- _Data shown_
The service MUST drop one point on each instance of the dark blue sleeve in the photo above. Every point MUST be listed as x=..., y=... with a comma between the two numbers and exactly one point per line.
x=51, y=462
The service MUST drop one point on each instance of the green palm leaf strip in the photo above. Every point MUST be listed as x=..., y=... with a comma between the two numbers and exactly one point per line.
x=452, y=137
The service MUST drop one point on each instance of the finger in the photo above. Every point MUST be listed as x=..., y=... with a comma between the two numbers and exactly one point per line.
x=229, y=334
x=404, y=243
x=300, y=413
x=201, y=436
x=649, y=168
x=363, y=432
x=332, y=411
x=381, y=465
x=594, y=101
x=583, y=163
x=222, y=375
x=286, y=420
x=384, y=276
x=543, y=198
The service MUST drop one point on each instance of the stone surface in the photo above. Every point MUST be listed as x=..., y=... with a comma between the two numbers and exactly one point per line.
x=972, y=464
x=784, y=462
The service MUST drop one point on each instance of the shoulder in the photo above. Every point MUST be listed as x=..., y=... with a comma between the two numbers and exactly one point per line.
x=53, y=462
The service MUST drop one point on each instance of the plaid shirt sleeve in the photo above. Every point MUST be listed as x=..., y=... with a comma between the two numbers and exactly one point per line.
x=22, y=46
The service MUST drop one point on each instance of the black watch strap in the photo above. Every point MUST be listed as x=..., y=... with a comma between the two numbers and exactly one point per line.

- _About this exercise_
In full and without alteration, write out each record.

- _Answer_
The service MUST drop one point on each instance of the dark blue sleeve in the photo above. Every point MUST be listed as x=..., y=... with a comma between the two numbers and exactly one point per line.
x=51, y=462
The service MUST drop one point on each instance of the green palm leaf strip in the photo above. Every point MUST be listed as x=..., y=... with a comma between the two numbers and exactly one point per line.
x=452, y=137
The service MUST drop one point on each instance of the finger in the photo above. Every point MUST be listed as x=..., y=... with a comma between the two numbers and exactly one point per line.
x=229, y=334
x=404, y=243
x=300, y=413
x=201, y=436
x=649, y=168
x=363, y=432
x=332, y=411
x=381, y=465
x=594, y=101
x=583, y=163
x=222, y=375
x=286, y=420
x=384, y=276
x=543, y=198
The service MUST drop one point on each instance of the stone surface in the photo above. Every point MUST be listed as x=..., y=... with a comma between the two numbers and exactly one point per line.
x=972, y=464
x=784, y=462
The service MUST drop one point on each instance of the shoulder in the photo above. Every point MUST be listed as x=..., y=... with a comma between the two numbers and exactly one point per line.
x=53, y=462
The service MUST drop one point on each instance of the plaid shirt sleeve in the photo above. Every point MUST be listed as x=..., y=... with a comma between the two numbers and exactly one point per line.
x=22, y=46
The service MUST drop one point on each instance of the black watch strap in the photo above. Every point MUST be listed as x=..., y=... with a comma between the two numbers and exactly one point per line.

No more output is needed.